## WHAT THE TASK ASKS
Find the line that contains "point: the helmet in this photo" and print it and every line after it, exactly, please.

## EXTRACTED RECORDS
□ □ □ □
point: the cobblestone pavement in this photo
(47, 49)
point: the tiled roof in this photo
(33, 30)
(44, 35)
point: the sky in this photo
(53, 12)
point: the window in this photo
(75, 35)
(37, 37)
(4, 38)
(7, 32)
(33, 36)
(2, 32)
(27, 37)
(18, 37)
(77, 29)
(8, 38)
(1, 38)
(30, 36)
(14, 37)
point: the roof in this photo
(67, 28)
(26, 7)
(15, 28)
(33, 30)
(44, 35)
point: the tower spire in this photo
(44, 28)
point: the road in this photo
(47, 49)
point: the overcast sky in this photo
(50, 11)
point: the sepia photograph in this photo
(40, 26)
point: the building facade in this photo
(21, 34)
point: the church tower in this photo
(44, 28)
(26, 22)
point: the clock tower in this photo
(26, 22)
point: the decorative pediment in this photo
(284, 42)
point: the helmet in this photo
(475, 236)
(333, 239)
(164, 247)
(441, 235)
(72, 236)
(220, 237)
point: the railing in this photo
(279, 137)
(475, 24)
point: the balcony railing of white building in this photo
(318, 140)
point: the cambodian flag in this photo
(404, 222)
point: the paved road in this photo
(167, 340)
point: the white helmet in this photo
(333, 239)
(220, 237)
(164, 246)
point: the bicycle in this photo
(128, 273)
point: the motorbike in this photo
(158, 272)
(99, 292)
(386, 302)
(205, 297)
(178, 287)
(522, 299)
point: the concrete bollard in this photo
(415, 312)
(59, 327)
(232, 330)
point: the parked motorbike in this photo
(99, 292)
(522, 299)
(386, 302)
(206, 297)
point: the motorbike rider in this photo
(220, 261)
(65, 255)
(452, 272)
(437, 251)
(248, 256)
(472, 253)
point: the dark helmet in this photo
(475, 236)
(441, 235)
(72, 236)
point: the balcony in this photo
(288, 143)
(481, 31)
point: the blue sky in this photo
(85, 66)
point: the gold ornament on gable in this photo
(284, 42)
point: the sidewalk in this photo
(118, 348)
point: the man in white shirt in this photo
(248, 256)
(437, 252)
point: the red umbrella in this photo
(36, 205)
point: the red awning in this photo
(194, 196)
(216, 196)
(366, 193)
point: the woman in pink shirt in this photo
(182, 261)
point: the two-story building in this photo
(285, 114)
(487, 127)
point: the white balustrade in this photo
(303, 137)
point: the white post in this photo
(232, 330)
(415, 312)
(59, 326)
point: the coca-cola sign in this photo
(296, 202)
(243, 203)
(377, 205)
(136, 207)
□ □ □ □
## TASK SOLUTION
point: the helmet in this photo
(475, 236)
(333, 239)
(164, 247)
(441, 235)
(72, 236)
(220, 237)
point: the railing in this photo
(279, 137)
(475, 24)
point: the balcony railing of white building in this photo
(318, 140)
point: the cambodian flag in this photo
(404, 222)
point: the paved road in this photo
(167, 340)
point: the white helmet in this photo
(333, 239)
(220, 237)
(164, 246)
point: the bicycle in this photo
(128, 273)
point: the motorbike in this photo
(158, 272)
(99, 292)
(386, 302)
(205, 297)
(178, 287)
(522, 299)
point: the concrete bollard in this photo
(415, 312)
(59, 327)
(232, 330)
point: the parked motorbike in this photo
(99, 292)
(522, 299)
(386, 302)
(206, 297)
point: the motorbike rider in this photo
(220, 261)
(65, 255)
(452, 272)
(437, 251)
(248, 256)
(472, 253)
point: the dark helmet in this photo
(475, 236)
(441, 235)
(72, 236)
point: the balcony in this photo
(288, 143)
(481, 31)
point: the blue sky in this photo
(85, 66)
point: the gold ornament on gable in this photo
(284, 42)
point: the sidewalk in this photo
(118, 348)
point: the man in white shirt in this photo
(248, 256)
(437, 252)
point: the red umbrella in this photo
(36, 205)
point: the red awning in this photo
(194, 196)
(216, 196)
(366, 193)
point: the woman in pink shirt in this photo
(182, 261)
point: the two-story building in this photo
(285, 114)
(487, 127)
point: the white balustrade in this photo
(303, 137)
point: the white post in this photo
(232, 330)
(415, 312)
(59, 326)
point: the coca-cola sign in this photo
(296, 202)
(243, 203)
(377, 205)
(136, 207)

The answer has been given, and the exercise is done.